DIRECTIONS FOR THIS TASK
List each line of the records that contains the string "treeline", copying every such line in full. Matching is case-sensitive.

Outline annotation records

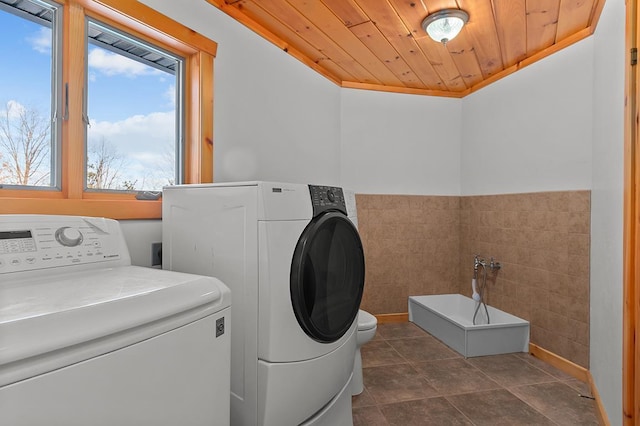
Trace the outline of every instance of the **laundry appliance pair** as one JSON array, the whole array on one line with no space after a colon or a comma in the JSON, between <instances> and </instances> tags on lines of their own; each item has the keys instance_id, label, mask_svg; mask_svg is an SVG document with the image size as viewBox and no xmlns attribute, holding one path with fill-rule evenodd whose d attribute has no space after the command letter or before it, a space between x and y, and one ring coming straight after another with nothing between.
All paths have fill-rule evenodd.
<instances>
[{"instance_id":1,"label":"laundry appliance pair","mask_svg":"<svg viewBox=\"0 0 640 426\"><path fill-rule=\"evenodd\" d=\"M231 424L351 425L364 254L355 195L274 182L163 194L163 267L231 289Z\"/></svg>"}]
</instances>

--

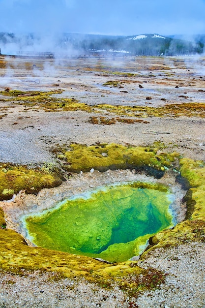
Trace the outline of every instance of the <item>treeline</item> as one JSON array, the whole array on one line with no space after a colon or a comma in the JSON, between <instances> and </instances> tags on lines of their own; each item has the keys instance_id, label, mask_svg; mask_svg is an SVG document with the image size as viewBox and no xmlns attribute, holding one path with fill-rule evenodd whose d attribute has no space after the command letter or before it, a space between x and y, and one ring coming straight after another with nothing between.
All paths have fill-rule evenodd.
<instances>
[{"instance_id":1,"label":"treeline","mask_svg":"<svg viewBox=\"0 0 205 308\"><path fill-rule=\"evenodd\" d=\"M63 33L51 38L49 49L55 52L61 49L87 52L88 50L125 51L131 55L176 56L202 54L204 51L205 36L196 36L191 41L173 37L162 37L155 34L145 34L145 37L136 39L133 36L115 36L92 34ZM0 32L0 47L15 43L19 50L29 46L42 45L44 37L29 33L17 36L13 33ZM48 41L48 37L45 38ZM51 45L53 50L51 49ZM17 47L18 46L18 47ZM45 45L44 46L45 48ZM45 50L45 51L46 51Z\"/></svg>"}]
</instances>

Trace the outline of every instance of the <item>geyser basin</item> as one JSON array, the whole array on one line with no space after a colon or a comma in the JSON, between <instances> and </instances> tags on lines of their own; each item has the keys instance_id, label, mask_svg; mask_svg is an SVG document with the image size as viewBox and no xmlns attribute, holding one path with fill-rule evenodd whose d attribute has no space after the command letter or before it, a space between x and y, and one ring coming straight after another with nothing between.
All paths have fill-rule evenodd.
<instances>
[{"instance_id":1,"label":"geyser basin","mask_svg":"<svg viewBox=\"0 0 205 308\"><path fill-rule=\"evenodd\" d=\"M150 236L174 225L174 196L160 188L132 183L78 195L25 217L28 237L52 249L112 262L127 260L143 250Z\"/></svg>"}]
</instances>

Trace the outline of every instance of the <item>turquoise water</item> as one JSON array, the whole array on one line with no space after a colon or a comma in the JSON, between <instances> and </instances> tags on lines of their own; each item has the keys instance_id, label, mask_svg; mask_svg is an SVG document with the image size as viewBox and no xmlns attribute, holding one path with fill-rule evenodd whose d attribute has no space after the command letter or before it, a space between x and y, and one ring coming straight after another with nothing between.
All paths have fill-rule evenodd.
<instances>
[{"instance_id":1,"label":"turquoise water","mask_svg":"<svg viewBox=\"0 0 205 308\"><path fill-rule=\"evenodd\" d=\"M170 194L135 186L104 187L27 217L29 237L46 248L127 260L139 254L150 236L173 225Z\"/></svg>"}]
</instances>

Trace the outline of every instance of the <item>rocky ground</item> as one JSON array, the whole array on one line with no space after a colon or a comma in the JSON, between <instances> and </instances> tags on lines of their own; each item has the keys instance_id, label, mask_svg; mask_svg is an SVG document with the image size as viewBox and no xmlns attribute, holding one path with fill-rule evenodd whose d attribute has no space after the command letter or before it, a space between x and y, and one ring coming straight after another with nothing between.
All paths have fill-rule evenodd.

TASK ANSWER
Trace the outline of every instance of the <item>treeline</item> as one JSON array, the whole array on one line with no space after a colon or a comma in the JSON, between <instances> and </instances> tags on lines of their own; each item has the keys instance_id, label, mask_svg; mask_svg is an SVG document with the image size as viewBox and no xmlns attribute, holding one path with fill-rule evenodd whose d attribute has no space after the command letter or before it, a space between x and y, and one ring coming straight after another with nothing between.
[{"instance_id":1,"label":"treeline","mask_svg":"<svg viewBox=\"0 0 205 308\"><path fill-rule=\"evenodd\" d=\"M63 33L51 38L49 49L55 52L61 49L87 52L88 50L125 51L131 55L176 56L202 54L204 51L205 36L196 36L191 41L173 37L162 37L155 34L145 34L145 37L136 39L133 36L115 36L92 34ZM0 32L0 47L15 43L19 50L29 46L42 45L44 37L29 33L17 36L13 33ZM48 41L48 37L45 38ZM51 45L53 50L51 49ZM17 47L18 46L18 47ZM45 45L44 46L45 48ZM45 50L45 51L46 51Z\"/></svg>"}]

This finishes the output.